### [Aim of the task]
List, in order of appearance, every word or phrase that the passage on searching purchased ebooks places inside quotation marks.

### [Selected text]
++++++++

If I purchase an ebook from a publisher, it's most usually encrypted, so once again, it's still not searchable from my own various computers, though it can be "unlocked" for the purposes of reading it, and that tool used to "unlock" it may offer some rudimentary search capability on the single platform the unlock tool runs on. But what if you want to perform a search not just of one book, but every encrypted book you've ever bought?
IF publishers sold their books in unencrypted form, it shouldn't be too much work to put them on a home server (not for public access, just for internal use), then they can be searched from any computer in the local network.
Since most books are not sold that way, why not just use a Google search instead when one is looking for information.
I suppose it would be possible for Google to have a system where if you purchase a book, they could offer purchasers full-text search rights in perpetuity.
Look at Amazon Kindle. Amazon can delete a purchased book in the customer's supposed "possession" at Amazon's will. Sure, they recently reversed that decision (you have to "request" that it be reversed), but the capability is there. Is that "Kindle bookshelf", and all the books contained therein, text searchable from one's other, desktop computer, or the laptop, or the kitchen computer (for recipes)? And what Happens when Amazon comes out with Kindle 2 or 3? Will Kindle 1, and all the books it contains, be like the useless Analog TV I have sitting around here that's no longer able to receive any local broadcasts, because all broadcasts are now digital?
Google built a better model for extracting specific information from text. By doing so, they've obsoleted older ways of getting information, such as purchasing a book for a slow, deliberate reading, where 99.9999% of the words read are not specifically what you were looking for at that moment.

++++++++

### [Entries shown]
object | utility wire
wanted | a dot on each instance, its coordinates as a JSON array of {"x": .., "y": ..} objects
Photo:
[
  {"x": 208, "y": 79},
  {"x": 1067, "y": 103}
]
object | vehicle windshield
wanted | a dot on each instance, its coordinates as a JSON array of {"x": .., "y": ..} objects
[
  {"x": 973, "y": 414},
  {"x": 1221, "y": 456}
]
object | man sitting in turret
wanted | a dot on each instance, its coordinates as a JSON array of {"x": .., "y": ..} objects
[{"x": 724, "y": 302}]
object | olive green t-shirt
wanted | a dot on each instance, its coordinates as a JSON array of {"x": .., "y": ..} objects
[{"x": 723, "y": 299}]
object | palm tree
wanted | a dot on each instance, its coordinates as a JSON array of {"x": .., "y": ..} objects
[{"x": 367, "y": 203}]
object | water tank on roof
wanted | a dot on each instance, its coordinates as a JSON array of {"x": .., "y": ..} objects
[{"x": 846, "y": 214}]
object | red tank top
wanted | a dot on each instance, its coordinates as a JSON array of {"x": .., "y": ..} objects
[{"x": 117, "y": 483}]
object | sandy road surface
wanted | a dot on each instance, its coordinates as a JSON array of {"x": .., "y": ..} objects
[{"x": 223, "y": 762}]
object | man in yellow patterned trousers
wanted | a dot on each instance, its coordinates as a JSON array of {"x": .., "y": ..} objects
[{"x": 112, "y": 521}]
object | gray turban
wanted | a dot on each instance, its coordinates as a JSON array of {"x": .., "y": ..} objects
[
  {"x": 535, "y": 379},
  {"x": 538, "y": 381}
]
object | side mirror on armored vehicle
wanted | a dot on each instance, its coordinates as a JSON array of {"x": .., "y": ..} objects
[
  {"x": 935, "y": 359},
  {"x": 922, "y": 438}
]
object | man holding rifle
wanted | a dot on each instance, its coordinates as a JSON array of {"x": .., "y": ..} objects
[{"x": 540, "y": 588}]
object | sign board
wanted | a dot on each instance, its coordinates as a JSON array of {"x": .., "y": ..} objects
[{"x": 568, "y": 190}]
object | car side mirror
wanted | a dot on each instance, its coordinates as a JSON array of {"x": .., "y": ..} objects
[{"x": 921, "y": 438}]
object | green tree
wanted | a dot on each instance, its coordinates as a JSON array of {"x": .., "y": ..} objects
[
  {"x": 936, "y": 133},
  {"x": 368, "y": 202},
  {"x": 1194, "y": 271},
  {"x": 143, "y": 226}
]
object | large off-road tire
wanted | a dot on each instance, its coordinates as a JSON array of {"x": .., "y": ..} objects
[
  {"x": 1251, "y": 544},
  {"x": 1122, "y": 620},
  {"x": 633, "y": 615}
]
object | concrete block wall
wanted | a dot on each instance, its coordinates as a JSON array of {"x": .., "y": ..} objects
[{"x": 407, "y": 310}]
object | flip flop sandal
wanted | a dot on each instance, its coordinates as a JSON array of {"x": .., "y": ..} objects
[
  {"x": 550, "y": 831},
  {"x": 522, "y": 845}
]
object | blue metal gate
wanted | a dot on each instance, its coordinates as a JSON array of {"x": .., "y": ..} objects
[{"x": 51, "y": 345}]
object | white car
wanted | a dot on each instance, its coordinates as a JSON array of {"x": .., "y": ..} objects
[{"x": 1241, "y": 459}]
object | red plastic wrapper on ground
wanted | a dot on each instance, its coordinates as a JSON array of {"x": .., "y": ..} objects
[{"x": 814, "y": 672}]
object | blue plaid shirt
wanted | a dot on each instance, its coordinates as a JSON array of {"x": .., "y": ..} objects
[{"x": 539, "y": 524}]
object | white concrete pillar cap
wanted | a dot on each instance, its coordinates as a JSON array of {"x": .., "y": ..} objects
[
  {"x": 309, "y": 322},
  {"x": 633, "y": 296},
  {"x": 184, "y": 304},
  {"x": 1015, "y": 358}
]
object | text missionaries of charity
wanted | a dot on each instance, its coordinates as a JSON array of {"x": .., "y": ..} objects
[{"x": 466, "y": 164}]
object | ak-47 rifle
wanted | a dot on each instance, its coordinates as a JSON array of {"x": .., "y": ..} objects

++++++++

### [Result]
1. unlocked
2. unlock
3. possession
4. request
5. Kindle bookshelf